___ Selected excerpt

WASHINGTON: The White House said on Monday it fully expected an unprecedented meeting between US President Donald Trump and North Korean leader Kim Jong Un to take place, if North Korea stuck to its promises, even though Pyongyang has yet to comment publicly on the possibility of a summit.

A South Korean delegation that visited North Korea last week said North Korean leader Kim Jong Un expressed a wish to meet Trump and South Korea’s president to discuss denuclearisation. North Korean media have reported the South Korean visit, but no details of the talks.

Asked if the North Korean silence meant there was a chance the meeting between Trump and Kim would not take place, White House spokeswoman Sarah Sanders said:“We fully expect that it will.”

“The offer was made and we’ve accepted. North Korea made several promises and we hope that they would stick to those promises and if so the meeting will go on as planned,” she told a regular briefing.

Earlier, South Korea said North Korea’s silence on summits with both the United States and South Korea was probably because of caution in preparing for the meetings, while US Secretary of State Rex Tillerson said Washington expected to hear directly from Pyongyang.
“We have not seen nor received an official response from the North Korean regime regarding the North Korea-US summit,” said Baik Tae-hyun, spokesman for South Korea’s Unification ministry.

“I feel they’re approaching this matter with caution and they need time to organise their stance.”

Tillerson said several steps would be necessary to agree on the location and scope of the talks, adding later that a“neutral” site would be needed.

“It’s very early stages. We’ve not heard anything directly back from North Korea but we expect to hear something directly from them,” he said during a visit to Nigeria. In an unexpected move last week, Trump agreed to hold a first-ever meeting with Kim, which South Korea said would take place by the end of May after a North-South summit in April.

News of possible talks has been a dramatic turnaround from fears of a war over North Korea’s development of nuclear-tipped missiles capable of hitting the United States. Trump made the announcement after the head of a South Korean delegation that met Kim last week said the North Korean leader had committed to denuclearisation and pledged to refrain from nuclear and missile tests.

Asked in a Fox News interview due to air on Monday evening whether there was a real possibility of North Korea denuclearising, U.S. Vice President Mike Pence said:“We’ll see, as the president often says.”

But Pence called Kim’s offers to cease missile and nuclear testing while not objecting to US-South Korean military exercises “a remarkable step forward” and a result of Trump’s tough approach.

“He’s marshalled unprecedented economic and diplomatic pressure on the regime in North Korea and this breakthrough – and we hope it is a breakthrough – is a result of the strong leadership the president has provided on the world stage,” Pence said. Kim and South Korean President Moon Jae-in will meet at the truce village of Panmunjom straddling the Korean border, but a venue for the North Korea-US summit has yet to be decided.

______

Task details: According to the news report above, where will Kim Jong Un and South Korean President Moon Jae-in meet?

___ Dataset

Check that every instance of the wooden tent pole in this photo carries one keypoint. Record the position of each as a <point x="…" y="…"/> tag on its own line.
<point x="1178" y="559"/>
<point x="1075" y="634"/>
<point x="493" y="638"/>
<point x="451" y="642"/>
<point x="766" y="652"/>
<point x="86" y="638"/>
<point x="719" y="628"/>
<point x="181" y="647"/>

______
___ Dataset

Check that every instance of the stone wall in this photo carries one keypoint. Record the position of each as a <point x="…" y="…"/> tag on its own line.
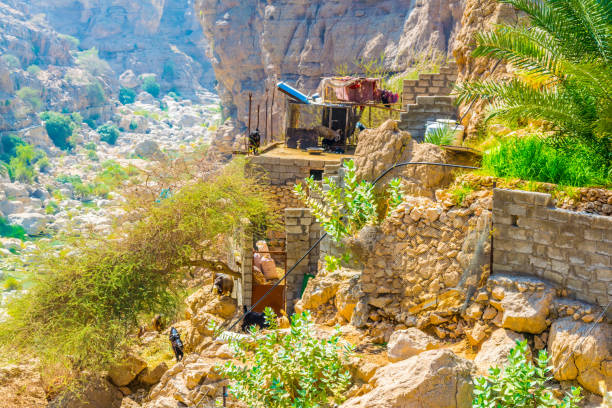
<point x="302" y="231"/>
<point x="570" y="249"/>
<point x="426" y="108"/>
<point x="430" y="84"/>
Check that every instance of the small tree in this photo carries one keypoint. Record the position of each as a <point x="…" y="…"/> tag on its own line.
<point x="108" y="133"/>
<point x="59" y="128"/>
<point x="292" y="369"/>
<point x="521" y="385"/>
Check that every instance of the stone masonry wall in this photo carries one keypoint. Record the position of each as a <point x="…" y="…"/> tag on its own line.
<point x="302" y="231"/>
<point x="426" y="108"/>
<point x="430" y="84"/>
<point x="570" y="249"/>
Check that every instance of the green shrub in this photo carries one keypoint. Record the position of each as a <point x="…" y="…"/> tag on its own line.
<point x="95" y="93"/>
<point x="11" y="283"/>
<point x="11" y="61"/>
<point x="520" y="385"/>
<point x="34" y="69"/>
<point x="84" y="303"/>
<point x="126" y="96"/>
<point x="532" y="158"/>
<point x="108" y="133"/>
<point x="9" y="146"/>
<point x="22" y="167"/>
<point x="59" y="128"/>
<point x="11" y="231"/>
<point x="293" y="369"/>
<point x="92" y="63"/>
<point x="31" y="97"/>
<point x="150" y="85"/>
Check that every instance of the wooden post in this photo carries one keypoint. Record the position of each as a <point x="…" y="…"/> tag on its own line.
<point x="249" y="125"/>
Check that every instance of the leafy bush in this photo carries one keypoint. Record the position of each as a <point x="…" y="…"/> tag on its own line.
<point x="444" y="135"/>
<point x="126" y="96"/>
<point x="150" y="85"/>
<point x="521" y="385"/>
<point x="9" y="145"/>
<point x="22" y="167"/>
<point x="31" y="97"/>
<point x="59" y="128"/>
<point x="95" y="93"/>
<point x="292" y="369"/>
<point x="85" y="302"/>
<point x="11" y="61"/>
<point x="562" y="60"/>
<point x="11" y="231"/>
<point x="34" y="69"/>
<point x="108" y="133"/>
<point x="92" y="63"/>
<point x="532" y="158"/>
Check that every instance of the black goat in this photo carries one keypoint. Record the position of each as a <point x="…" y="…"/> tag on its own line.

______
___ Dataset

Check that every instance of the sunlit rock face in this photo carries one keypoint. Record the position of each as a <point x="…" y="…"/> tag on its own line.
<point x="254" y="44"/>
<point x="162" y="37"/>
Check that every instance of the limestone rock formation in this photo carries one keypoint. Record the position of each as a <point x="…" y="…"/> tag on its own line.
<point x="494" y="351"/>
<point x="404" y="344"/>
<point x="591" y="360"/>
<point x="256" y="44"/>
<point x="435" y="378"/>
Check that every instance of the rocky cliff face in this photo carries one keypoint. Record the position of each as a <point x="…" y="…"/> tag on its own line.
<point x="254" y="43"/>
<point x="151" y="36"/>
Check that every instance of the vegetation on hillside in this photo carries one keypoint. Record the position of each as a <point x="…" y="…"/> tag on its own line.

______

Exercise result: At the truce village of Panmunjom, which straddles the Korean border.